● QUOTED TEXT
────────────────────

On the other hand, given their high level of civilisation and the quality of character necessary for a person to dedicate his life to science, ceteris paribus I’d be more confident of Nobel Prize winners falling into a niceness attractor in comparison to a universal CEV. How much trust are we willing to place in the basic decency of humankind – to what extent is civilisation necessary to create a human who would not be essentially willing to torture innocent beings for his own gratification? Perhaps by the time humanity is technologically advanced enough to implement AGI we’ll know more about that, but at our current state of knowledge I see little reason to give humans in general the benefit of the doubt.

Yudkowsky asks, “Wouldn’t you be terribly ashamed to go down in history as having meddled...because you didn’t trust your fellows?” Personally, I think that shutting up and multiplying requires us to make our best estimate of what is likely to benefit humankind (including future humans) the most, and run with that. I’d not be ashamed if in hindsight my estimate was wrong, since no-one can be blamed for having imperfect knowledge.

IV Aesthetic standards

In his document, Yudkowsky discusses the likelihood of certain volitions cancelling one another out whilst others add together; metaphorically speaking, “love obeys Bose-Einstein statistics while hatred obeys Fermi-Dirac statistics”. This supports the idea that extrapolating volition is likely to produce at least some useful output – i.e. having minimal spread and muddle, ideally at not too far a distance.

In a universal CEV this leads us to believe that Pakistani-Indian mutual hatred, for example, cancels out (particularly since coherence is easier to counter than to create) whereas their mutual preferences form a strong signal.

The problem of aesthetic standards concerns the quality of the signal that might cohere within the CEV. Love seems to be a strong human universal, and so we would expect love to play a strong role in the output of the initial dynamic. On the other hand, consider the difference in intelligence and civilisation between the bulk of humanity and a select group such as Nobel Prize winners. Certain values shared by such a select group, for example the ability to take joy in the merely real, might be lost amidst the noise of the relatively primitive values common to humanity as a whole.

Admittedly, we can expect “knowing more” and “growing up farther together” to improve the quality of human values in general. Once an IQ-80 tribesman gains more knowledge and thinks faster, and is exposed to rational memes, he might well end up in exactly the same place as the Nobel Prize winners. But the question is whether it’s a good idea to rely on a superb implementation of these specifications in an initial dynamic, rather than taking out the insurance policy of starting with substantially refined values in the first place – bearing in mind what is at stake.

A worst case scenario, assuming that other aspects of the FAI implementation work as planned, is that the CEV recommends an ignoble future for humanity – for example orgasmium – which is not evil, but is severely lacking in aesthetic qualities that might have come out of a more selective CEV. Of course, the programmers or the last judge should be able to veto an undesirable output. But if (as Yudkowsky recommends) they only trust themselves to tweak the dynamic a maximum of three times in an effort to improve the output before shutting it off for good if the results are still deemed unsatisfactory, this does not eliminate the problem.

────────────────────

● LISTED ENTRIES

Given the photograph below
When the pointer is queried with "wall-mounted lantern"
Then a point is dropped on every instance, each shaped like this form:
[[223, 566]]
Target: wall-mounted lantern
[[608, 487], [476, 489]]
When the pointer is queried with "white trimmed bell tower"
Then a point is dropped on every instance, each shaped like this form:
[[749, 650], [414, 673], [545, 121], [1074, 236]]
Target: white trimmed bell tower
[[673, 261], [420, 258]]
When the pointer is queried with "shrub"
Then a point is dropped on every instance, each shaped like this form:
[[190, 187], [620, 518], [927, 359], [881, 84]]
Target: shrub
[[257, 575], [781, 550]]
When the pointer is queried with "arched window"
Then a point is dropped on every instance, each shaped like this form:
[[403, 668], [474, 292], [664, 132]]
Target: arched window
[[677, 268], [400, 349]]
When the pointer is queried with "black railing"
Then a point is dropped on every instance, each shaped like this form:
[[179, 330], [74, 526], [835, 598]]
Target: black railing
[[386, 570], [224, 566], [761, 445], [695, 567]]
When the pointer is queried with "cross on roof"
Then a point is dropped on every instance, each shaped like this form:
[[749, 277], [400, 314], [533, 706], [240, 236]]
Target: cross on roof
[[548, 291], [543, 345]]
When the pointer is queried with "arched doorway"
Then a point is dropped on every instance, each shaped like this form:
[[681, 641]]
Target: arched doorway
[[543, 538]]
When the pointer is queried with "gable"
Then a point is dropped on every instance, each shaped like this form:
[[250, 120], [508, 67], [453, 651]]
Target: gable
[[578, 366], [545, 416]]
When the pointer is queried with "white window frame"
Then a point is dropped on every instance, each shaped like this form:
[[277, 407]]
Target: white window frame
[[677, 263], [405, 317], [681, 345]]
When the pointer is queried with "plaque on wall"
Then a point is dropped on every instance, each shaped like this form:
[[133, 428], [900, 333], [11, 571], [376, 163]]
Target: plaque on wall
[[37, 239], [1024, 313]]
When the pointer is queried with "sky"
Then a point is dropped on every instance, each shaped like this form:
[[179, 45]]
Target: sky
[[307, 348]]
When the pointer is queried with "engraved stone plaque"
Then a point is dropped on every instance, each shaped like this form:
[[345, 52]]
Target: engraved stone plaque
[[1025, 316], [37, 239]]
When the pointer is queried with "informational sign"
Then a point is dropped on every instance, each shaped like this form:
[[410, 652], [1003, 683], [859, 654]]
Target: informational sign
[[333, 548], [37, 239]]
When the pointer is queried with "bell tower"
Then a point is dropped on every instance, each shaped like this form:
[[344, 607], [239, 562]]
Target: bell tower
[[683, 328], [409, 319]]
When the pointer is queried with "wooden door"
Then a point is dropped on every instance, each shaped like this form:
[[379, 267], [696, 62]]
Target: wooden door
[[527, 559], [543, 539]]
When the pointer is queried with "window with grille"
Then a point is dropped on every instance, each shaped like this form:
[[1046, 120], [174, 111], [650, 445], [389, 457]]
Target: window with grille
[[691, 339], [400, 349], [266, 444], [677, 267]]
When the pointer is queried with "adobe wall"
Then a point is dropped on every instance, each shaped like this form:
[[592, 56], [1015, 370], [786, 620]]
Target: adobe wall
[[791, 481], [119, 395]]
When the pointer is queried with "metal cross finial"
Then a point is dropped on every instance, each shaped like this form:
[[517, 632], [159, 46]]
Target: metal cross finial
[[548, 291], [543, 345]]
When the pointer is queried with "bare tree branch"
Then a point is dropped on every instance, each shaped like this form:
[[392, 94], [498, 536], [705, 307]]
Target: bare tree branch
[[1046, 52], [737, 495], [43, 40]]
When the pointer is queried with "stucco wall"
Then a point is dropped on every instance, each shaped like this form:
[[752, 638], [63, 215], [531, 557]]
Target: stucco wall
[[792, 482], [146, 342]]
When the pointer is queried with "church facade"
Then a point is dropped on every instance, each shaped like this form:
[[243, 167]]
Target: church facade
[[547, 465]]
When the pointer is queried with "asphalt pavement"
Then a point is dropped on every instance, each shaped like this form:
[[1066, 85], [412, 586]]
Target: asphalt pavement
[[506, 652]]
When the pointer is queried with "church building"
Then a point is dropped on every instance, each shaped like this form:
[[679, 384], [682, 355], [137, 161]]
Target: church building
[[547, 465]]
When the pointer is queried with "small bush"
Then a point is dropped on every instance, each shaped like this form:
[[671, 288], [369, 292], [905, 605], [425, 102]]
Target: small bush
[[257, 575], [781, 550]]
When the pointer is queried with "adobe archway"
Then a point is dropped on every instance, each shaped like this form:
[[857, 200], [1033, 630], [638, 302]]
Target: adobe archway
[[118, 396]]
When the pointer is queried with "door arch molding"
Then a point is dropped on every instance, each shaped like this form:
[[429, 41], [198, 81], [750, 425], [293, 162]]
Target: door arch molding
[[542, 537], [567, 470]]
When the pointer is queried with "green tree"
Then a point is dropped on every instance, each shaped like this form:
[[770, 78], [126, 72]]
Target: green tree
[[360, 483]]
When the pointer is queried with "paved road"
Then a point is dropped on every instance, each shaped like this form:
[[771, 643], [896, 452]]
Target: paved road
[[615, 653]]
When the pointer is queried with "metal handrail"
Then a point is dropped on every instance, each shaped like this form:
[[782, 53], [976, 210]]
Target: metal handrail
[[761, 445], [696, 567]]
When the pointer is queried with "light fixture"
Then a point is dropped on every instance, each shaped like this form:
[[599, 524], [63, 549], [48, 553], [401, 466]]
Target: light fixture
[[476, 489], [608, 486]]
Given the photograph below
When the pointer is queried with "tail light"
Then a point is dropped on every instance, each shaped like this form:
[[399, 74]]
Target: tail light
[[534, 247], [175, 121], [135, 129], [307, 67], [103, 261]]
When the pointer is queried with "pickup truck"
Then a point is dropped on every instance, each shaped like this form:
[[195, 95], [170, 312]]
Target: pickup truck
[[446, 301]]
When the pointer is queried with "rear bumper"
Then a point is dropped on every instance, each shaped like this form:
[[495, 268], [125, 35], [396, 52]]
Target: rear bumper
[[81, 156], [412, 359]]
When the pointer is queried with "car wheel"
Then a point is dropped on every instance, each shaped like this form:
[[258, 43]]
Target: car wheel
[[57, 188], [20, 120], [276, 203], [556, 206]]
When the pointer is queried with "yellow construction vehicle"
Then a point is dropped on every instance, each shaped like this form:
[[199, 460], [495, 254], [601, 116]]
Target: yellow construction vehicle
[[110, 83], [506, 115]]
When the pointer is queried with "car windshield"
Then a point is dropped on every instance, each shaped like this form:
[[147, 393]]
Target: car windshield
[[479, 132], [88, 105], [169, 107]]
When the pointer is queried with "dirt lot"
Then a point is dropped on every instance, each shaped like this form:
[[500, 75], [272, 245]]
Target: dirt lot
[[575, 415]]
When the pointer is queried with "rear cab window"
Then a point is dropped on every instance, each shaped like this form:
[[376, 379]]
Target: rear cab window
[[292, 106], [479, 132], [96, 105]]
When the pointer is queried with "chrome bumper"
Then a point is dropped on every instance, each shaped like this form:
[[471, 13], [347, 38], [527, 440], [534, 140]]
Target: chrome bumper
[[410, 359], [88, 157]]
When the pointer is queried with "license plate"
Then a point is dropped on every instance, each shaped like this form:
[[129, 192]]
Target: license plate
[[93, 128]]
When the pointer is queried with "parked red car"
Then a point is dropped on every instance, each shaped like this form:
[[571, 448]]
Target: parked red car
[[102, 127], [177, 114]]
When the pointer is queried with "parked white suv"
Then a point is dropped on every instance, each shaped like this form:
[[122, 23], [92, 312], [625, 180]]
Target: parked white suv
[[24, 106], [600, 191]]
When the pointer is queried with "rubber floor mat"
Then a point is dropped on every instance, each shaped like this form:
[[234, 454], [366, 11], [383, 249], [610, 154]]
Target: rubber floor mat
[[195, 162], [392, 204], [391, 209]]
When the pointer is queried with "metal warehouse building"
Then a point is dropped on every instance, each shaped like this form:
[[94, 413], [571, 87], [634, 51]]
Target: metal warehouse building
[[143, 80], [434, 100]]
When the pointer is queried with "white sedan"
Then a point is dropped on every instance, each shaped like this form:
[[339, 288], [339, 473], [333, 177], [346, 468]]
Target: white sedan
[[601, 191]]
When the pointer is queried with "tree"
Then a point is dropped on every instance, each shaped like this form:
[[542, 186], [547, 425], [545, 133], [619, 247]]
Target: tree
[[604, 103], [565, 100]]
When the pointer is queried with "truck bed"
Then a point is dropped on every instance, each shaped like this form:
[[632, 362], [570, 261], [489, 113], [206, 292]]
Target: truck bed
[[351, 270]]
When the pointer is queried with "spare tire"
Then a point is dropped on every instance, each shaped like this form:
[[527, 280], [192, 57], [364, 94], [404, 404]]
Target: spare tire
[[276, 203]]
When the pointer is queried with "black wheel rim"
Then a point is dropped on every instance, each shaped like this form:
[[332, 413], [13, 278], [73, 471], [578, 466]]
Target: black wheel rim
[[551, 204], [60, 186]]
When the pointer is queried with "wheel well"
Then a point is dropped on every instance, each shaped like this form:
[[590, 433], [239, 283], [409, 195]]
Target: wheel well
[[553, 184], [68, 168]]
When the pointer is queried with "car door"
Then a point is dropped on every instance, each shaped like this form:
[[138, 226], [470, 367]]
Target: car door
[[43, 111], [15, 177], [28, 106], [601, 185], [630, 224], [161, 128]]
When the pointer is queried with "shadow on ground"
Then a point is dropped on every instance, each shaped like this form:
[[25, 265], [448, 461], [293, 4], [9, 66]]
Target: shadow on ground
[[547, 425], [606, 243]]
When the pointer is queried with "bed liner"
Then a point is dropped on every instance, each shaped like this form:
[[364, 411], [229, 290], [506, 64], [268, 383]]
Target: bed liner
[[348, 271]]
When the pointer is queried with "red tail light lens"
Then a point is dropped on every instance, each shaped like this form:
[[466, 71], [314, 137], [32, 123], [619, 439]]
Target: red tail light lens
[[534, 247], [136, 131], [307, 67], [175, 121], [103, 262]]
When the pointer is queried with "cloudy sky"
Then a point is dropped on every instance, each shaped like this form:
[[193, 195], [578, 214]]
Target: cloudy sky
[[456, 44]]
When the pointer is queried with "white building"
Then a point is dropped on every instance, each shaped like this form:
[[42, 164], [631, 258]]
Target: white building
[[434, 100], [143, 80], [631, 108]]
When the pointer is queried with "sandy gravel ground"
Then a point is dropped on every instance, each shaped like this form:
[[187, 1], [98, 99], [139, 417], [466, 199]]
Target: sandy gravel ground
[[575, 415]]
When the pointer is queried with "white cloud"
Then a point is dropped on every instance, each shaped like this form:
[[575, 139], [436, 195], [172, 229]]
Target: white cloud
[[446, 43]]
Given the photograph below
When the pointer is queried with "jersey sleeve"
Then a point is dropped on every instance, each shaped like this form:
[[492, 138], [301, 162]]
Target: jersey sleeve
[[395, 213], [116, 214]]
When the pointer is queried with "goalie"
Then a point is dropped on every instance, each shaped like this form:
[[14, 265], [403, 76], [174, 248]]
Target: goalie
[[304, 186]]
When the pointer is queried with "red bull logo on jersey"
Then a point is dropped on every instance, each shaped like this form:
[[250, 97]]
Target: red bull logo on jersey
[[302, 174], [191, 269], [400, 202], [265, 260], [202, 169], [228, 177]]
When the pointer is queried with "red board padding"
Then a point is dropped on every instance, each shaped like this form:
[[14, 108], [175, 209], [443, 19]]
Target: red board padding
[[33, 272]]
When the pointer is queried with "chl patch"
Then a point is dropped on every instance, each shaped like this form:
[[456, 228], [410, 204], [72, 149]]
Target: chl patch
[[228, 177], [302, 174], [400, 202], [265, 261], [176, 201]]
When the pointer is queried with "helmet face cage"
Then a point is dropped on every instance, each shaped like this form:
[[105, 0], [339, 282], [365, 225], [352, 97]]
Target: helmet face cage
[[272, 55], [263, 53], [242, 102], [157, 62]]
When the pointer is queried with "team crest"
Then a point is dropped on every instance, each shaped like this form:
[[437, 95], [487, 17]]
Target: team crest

────────────────────

● PROBLEMS
1. In the CEV passage, at most how many times do the programmers or last judge trust themselves to tweak the dynamic before shutting it off for good?
2. Repeat the stretch of the CEV passage from "In a universal" through "a strong signal.".
Answer using only the CEV passage.

● SOLUTIONS FOR EACH TASK
1. A maximum of three times.

2.
In a universal CEV this leads us to believe that Pakistani-Indian mutual hatred, for example, cancels out (particularly since coherence is easier to counter than to create) whereas their mutual preferences form a strong signal.